● Excerpted text:
====
# Baby food ingredients



## Pandamom (May 23, 2014)

A lot of the organic based baby foods I'm seeing in stores have some small amount of lemon juice and/or ascerbic acid. Is this ok for a hedgie? It must be to preserve the food a bit but I'm hesitant to try them! What brands/flavours do you all find are yummiest?


----------



## sc2001 (Oct 12, 2014)

I'm not sure about the lemon juice question but hopefully someone else can help you with that one. But, my hedgie loves chicken baby food. I've also heard that hedgies go crazy over sweet potato baby food! My hedgie has never tried it but im planning on buying it soon


----------



## HedgiePome (Mar 27, 2014)

I got Cookie a banana, apple, pear mix from Gerber because I know he loves bananas. He really likes it. Later on I plan on trying the chicken.

Dont know the answer to the other questions unfortuantely.


----------



## Prickerz (Sep 17, 2014)

Both ingredients are natural, I can't see why it would be a problem.

http://en.wikipedia.org/wiki/Ascorbic_acid


----------



## DesireeM81 (Jun 14, 2014)

I use the ones with lemon juice/ascorbic acid and my hedgies have been fine. I think the amount is so small it isn't a concern.


----------
====
● Dataset excerpts:

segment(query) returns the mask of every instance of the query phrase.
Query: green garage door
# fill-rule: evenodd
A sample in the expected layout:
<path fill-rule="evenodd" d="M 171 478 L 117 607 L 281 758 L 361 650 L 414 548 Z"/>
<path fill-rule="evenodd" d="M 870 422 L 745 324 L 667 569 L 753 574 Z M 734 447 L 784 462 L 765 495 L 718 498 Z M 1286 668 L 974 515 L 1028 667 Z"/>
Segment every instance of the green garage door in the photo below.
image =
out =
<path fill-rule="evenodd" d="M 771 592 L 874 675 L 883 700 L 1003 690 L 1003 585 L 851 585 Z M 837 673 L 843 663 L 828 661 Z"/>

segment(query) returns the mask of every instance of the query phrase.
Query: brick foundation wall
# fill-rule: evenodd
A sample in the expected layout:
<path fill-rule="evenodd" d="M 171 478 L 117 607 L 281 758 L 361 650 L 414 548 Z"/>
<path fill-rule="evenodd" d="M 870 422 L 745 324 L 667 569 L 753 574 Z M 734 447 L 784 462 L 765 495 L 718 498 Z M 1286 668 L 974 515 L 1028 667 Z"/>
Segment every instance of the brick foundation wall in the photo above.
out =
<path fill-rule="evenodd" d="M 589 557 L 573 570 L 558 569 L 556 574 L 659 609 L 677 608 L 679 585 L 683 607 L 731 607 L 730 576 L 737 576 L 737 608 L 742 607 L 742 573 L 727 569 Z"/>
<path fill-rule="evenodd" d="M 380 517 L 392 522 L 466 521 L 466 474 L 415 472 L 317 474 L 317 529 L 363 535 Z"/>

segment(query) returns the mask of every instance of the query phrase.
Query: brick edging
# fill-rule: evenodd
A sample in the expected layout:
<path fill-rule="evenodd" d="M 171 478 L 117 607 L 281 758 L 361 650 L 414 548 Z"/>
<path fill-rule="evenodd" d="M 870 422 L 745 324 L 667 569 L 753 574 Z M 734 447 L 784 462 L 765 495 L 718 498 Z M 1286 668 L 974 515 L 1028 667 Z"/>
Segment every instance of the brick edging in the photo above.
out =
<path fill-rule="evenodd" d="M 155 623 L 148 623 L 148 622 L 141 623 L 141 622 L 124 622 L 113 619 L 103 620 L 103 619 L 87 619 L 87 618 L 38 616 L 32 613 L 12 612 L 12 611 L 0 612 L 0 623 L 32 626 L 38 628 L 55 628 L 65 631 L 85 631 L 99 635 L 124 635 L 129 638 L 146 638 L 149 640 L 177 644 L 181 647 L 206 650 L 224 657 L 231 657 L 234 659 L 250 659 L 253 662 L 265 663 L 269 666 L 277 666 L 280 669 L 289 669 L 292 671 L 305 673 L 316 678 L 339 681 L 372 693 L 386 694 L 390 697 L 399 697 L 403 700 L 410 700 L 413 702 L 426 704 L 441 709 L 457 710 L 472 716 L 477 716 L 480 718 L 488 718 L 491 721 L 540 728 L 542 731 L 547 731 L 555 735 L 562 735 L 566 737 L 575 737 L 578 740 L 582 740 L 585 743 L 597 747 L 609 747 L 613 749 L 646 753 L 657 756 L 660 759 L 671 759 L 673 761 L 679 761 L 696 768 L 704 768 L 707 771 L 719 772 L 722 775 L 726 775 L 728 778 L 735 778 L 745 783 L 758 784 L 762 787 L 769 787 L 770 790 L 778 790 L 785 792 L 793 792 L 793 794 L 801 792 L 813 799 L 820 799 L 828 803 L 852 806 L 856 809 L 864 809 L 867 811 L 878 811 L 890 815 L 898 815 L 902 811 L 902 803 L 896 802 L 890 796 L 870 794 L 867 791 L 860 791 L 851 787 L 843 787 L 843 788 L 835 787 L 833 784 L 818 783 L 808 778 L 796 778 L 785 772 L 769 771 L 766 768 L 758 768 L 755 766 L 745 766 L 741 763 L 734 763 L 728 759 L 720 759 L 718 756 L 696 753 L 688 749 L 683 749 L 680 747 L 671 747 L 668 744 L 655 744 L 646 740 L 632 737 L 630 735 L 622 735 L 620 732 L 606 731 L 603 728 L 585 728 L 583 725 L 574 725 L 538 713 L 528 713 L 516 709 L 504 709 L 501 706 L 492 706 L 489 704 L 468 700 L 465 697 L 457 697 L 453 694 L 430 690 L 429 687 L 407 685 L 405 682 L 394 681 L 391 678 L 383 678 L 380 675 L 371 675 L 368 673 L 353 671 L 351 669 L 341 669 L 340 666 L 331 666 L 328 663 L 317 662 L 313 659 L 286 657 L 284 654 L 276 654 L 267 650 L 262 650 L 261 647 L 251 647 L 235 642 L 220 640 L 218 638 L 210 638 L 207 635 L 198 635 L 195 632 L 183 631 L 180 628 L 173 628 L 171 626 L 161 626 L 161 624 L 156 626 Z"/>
====
● Work to do: Copy out the stretch of the baby food ingredients thread from "## Pandamom (May" through "find are yummiest?", word for word.

● Task result:
## Pandamom (May 23, 2014)

A lot of the organic based baby foods I'm seeing in stores have some small amount of lemon juice and/or ascerbic acid. Is this ok for a hedgie? It must be to preserve the food a bit but I'm hesitant to try them! What brands/flavours do you all find are yummiest?